━━━━━ Material supplied ━━━━━

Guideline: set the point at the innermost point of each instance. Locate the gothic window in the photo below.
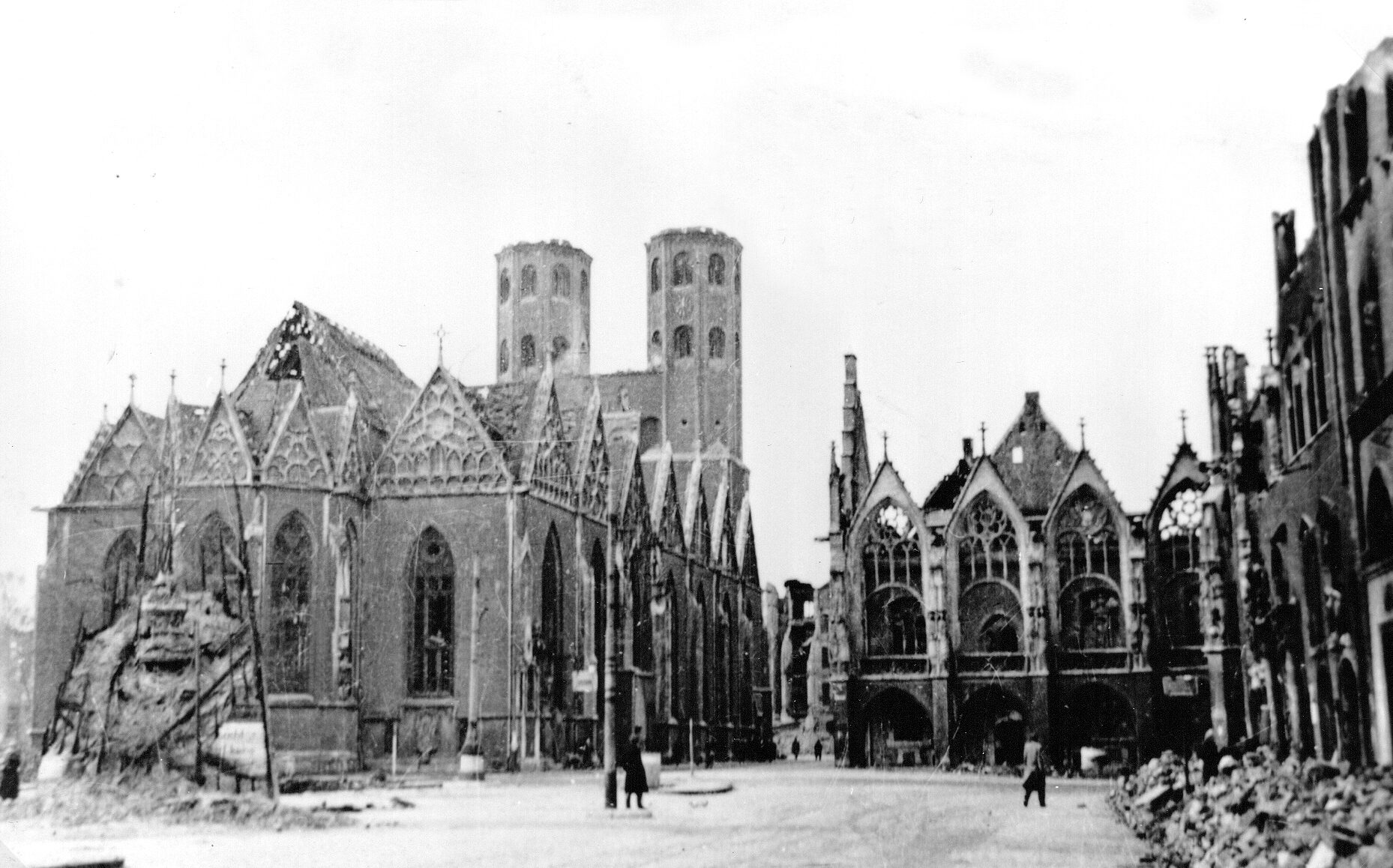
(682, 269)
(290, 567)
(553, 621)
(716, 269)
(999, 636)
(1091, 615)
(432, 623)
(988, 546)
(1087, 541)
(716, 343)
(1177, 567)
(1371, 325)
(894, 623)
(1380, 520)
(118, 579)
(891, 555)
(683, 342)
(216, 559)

━━━━━

Rewrite the entries above with "gothic window" changed to "arched window" and everything else left the same. Leave out the pictures.

• _Worked solution_:
Guideline: set the point at the innermost point of each instance. Locate the arched window in the photo below.
(682, 269)
(290, 567)
(553, 621)
(716, 269)
(999, 636)
(1091, 615)
(432, 623)
(988, 546)
(1087, 541)
(716, 343)
(1177, 567)
(1371, 325)
(894, 623)
(1380, 520)
(118, 579)
(891, 555)
(683, 342)
(216, 559)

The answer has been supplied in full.